* [TASKS AND EXERCISES]
1. In the Kameleon tutorial, rewrite the paragraph beginning "Kameleon needs a recent version" as a short bulleted list that keeps its main facts.
2. Reproduce word for word the passage of the Kameleon tutorial starting at "On a Grid'5000" and ending at "of the node..".

For more details about Kameleon see the official documentation: http://kameleon.imag.fr/

Two major tools are used to prepare environments used in Grid'5000 Kameleon and Puppet:

  • Kameleon to create a virtual machine (VM) , call Puppet inside it and export its content in a tgz file (as used by Kadeploy) or to other formats (qcow2, ...).
  • Puppet to configure environments (install packages, configuration files, services...).
Note.png Note

As puppet is used internally you don't have to use it for your own recipe if you do not want to. Both methods are proposed here with or without puppet

Install Kameleon and other dependencies

To install Kameleon, follow instructions from the Kameleon website.

Warning.png Warning

Kameleon needs a recent version of libguestfish and ruby. This tutorial is known to work on Debian Jessie, so you can run it on Grid'5000 by deploying this environment on a node. If you are not on Jessie, and to avoid installation problems, it is recommended to deploy a node:

Terminal.png frontend:
oarsub -I -t deploy -l nodes=1,walltime=2
Terminal.png frontend:
kadeploy3 -e jessie-x64-nfs -f $OAR_FILE_NODES -k
Then SSH to your node.


To build Grid'5000 environments, we need to install a few additional packages and then the kameleon-builder gem:

Terminal.png localhost:
apt-get update && apt-get install --no-install-recommends git virtualbox linux-headers-amd64 socat qemu-utils ruby-dev ruby-childprocess polipo && apt-get install -t jessie-backports --no-install-recommends libguestfs-tools
Terminal.png localhost:
gem install --no-ri --no-rdoc kameleon-builder
Warning.png Warning

The mdadm tool, installed as a libguestfs-tools dependency, may ask you which RAID array it should manage. If you don't know what to answer, leave the field blank.

All remaining commands of this tutorial may be run as a standard, non-root, user.

Prepare environmment with a script

On a Grid'5000 deployed node with lot of RAM (>32Go) run :

#/bin/bash
set -e
apt-get update && apt-get install -y --no-install-recommends git virtualbox linux-headers-amd64 socat qemu-utils ruby-dev ruby-childprocess polipo pigz
apt-get install -y --no-install-recommends -t jessie-backports libguestfs-tools
gem install --no-ri --no-rdoc kameleon-builder
mount -t tmpfs tmpfs /tmp
mv /bin/gzip /bin/gzip.OLD
ln -s /usr/bin/pigz /bin/gzip
cd /tmp

It installs all dependencies, mounts /tmp as tmpfs which decrease the build time by ~2-3 times (don't forget to launch 'kameleon build' command from /tmp). And replaces gzip by pigz which is multithreaded implementation of gzip, so the tar.gz compression is decreases proportionally to the number of core of the node..

Get environments recipes

  • Get recipes from Github:
Terminal.png localhost:
kameleon template repo add grid5000 https://github.com/grid5000/environments-recipes.git

You can then list the available templates with:

Terminal.png localhost:
kameleon template list


Build an image

We will create a brand new workspace directory to store builds' data:

Terminal.png localhost:
mkdir ~/my_recipes && cd ~/my_recipes


Pick the right recipe

Kameleon provides some recipes, and we added some others specialized for Grid'5000, their name end by -{variant_listed_below}. We will focus on Grid'5000 recipes here.

* [GIVEN DATA]
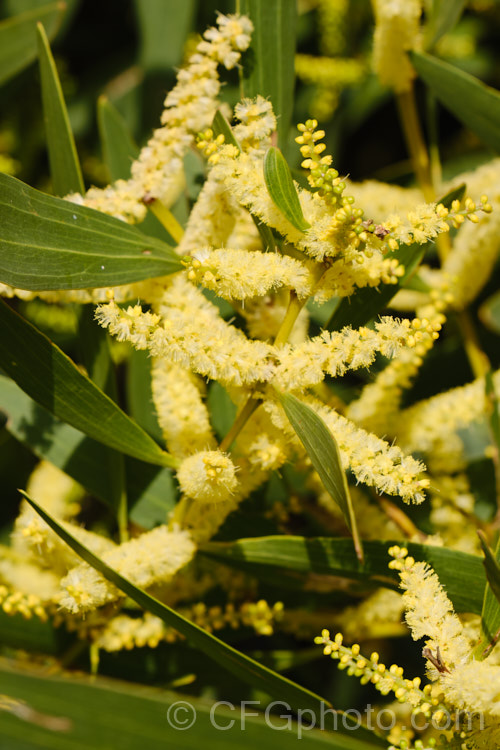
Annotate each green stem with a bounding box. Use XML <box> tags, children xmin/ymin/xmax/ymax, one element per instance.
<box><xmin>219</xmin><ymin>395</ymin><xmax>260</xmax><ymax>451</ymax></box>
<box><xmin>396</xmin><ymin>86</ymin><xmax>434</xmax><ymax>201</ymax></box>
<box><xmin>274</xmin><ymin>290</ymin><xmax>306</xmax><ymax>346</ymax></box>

* [ANSWERS IN ORDER]
1.
- Kameleon requires recent versions of libguestfish and ruby.
- The tutorial is known to work on Debian Jessie, so it can be run on Grid'5000 by deploying that environment on a node.
- Users not on Jessie are advised to deploy a node to avoid installation problems.

2.
On a Grid'5000 deployed node with lot of RAM (>32Go) run :

#/bin/bash
set -e
apt-get update && apt-get install -y --no-install-recommends git virtualbox linux-headers-amd64 socat qemu-utils ruby-dev ruby-childprocess polipo pigz
apt-get install -y --no-install-recommends -t jessie-backports libguestfs-tools
gem install --no-ri --no-rdoc kameleon-builder
mount -t tmpfs tmpfs /tmp
mv /bin/gzip /bin/gzip.OLD
ln -s /usr/bin/pigz /bin/gzip
cd /tmp

It installs all dependencies, mounts /tmp as tmpfs which decrease the build time by ~2-3 times (don't forget to launch 'kameleon build' command from /tmp). And replaces gzip by pigz which is multithreaded implementation of gzip, so the tar.gz compression is decreases proportionally to the number of core of the node..